— start of EXCERPTED TEXT —

You are a treasure-hungry pirate eager for infamy as you set out across the Indian Ocean, tracking down treasure chests, plundering seaside towns, and, most prominently, battling other ships on the high seas. On-foot activity is reserved for social spaces and the most minimal of story development – the entirety of action unfolds on the water, where you develop an impressive array of ships and weaponry through your ill-gotten gains.

Launching where the maritime voyages of the Assassin’s Creed games left off, I enjoyed the deliberate pacing of sea exploration and movement, punctuated by the regular interruption of cannon fire and mortars. Especially in the early hours, I was often transfixed by the sights and sounds of moving across the water, listening to my crew’s sea shanties, watching for breaching whales, and using my spyglass to spot distant shipwrecks. It’s a big and beautifully crafted world of island-rich open waters and tricky narrow riverways.

Combat has just enough complexity to remain entertaining as you balance turning speed, facing, and aiming to maximize damage output while dodging or bracing against the worst attacks of your opponents. The real fun comes from building and tweaking your boat as an engine of destruction; the variety of ship builds and approaches to fighting kept me consistently interested in chasing that next upgrade. I appreciated the approach to tracking specific items and upgrades, with clear markings on the map for where to find what you want. Because of that, it becomes about whether you have enough money to buy something or a powerful enough ship to take it.

The bulk of play is PvE encounters against privateers, merchants, and corporation ships, played either solo or cooperatively. Even if the open servers allow for both structured and informal PvP, my anecdotal experience was that most players were focused on their own adventures. If they joined a battle, it was often to help out. Your mileage may vary, but I liked the mix of mostly campaign-style progression with the option to connect with other players when I wanted.

Beyond ramming and blowing up other ships, Skull and Bones’ other core pillar is commerce. Ubisoft has built a robust trading system, the most lucrative of which involves illicit rum and opium shipments. I appreciated how the game allows players to choose how much they want to engage here. The selling of commodities gathered from sunken ships is the most superficial layer, but you can also run your own manufacturing and delivery contracts for higher sums. And as you round the corner into the endgame, an entire kingpin empire opens up, letting you take over lumberyards and other factories to generate income passively.

The pirate life eventually wears out its welcome; many of the game’s most significant problems only arise after many hours of play. While it’s fun in the early hours getting your bearings in an unfamiliar sea, later side and main missions become painfully repetitive. Long ocean voyages start to lose their charm, and a fast travel system that only works from port feels increasingly restrictive since you’re often eager to return to a mission giver to keep the action moving.

— end of EXCERPTED TEXT —
— start of LISTED ENTRIES —

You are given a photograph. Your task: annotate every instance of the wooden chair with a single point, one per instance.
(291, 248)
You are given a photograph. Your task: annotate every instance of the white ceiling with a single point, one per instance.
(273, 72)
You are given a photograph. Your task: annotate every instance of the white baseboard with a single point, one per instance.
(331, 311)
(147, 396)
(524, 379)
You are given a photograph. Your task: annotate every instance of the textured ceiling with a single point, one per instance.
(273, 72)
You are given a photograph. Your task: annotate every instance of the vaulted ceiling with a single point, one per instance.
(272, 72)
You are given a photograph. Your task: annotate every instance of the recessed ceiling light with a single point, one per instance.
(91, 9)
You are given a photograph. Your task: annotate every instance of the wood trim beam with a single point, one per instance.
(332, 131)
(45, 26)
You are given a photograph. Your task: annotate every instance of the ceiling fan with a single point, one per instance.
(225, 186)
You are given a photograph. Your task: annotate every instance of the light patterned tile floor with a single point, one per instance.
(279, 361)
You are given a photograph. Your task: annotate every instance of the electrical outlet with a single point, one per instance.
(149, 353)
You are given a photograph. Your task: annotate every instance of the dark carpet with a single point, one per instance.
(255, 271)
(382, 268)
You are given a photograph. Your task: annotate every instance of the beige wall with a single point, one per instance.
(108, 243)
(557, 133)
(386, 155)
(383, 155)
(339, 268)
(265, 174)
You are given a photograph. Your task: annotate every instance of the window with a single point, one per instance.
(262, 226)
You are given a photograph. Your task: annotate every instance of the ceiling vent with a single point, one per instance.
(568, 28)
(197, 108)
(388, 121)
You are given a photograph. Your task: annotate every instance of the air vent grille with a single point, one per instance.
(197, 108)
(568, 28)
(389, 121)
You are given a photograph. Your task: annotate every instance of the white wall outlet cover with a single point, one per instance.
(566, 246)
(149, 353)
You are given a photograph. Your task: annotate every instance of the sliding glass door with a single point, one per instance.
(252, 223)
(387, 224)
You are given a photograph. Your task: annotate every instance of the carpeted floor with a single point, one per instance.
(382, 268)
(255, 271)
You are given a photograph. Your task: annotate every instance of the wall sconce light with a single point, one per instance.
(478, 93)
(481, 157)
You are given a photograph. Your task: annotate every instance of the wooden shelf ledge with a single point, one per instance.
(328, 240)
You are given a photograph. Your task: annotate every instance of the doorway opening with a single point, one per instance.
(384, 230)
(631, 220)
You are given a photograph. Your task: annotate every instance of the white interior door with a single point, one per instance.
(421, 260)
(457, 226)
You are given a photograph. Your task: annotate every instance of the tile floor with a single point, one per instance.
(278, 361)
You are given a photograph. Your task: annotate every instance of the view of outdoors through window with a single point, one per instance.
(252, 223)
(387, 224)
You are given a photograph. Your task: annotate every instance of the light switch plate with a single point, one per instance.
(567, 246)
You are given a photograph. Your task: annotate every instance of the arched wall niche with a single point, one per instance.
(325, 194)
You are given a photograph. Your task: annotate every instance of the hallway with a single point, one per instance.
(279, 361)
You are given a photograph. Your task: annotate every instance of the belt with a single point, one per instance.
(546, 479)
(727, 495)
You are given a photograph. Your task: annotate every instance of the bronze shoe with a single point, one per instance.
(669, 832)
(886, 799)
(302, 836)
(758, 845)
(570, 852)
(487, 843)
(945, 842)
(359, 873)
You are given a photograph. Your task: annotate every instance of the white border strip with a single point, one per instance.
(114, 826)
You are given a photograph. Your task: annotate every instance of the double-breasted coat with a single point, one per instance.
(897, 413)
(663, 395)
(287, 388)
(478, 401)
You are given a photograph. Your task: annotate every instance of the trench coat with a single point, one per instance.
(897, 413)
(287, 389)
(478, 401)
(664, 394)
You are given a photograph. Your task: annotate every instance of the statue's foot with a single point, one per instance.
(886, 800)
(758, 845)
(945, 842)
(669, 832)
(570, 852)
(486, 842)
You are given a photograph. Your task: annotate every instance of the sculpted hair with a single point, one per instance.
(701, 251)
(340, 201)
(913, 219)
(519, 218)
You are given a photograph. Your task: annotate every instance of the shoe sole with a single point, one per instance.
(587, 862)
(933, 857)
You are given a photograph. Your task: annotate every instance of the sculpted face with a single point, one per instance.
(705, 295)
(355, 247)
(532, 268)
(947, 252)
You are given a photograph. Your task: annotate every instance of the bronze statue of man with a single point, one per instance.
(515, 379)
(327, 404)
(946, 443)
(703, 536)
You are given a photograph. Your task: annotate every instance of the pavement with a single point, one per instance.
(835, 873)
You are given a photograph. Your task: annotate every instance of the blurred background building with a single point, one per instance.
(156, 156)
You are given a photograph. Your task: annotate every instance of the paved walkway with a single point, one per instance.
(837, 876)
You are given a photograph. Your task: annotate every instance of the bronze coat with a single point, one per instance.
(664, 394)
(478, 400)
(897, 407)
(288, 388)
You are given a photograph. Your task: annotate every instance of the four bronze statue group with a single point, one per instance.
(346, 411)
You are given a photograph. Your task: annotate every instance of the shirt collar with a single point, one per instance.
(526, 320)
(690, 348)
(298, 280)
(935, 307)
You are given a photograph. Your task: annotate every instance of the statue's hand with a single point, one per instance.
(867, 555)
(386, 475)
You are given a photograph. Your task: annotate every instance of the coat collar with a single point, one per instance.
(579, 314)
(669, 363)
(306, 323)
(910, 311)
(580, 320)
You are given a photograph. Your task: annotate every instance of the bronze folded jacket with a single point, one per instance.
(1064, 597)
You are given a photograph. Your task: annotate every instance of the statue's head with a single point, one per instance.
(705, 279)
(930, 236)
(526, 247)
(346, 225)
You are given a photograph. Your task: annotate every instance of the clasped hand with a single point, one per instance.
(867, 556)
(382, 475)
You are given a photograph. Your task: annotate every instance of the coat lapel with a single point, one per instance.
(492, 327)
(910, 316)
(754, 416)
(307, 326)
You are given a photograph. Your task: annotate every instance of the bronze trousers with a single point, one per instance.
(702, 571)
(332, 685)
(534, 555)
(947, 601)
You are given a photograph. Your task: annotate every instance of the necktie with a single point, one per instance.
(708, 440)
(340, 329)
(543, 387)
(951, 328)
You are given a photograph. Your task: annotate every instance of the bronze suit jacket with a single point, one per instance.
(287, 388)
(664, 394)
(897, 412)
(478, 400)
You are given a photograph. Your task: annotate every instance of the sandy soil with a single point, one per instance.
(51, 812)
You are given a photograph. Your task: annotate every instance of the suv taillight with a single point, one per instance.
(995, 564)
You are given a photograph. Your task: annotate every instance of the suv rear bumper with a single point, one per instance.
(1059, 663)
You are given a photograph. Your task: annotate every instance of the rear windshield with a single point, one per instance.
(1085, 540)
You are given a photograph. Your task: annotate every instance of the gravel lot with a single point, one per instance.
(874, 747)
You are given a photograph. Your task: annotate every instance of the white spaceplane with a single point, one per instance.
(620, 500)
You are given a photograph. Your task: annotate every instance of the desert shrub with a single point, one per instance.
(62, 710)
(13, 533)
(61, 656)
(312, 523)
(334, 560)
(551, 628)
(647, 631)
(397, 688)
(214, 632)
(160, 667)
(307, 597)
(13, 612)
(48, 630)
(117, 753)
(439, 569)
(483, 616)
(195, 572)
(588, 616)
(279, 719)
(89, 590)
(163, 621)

— end of LISTED ENTRIES —

● SET EXERCISE
In the Skull and Bones review, which ocean does the player set out across? The rows were taken from a different source.

● RESULT OF THE EXERCISE
The Indian Ocean.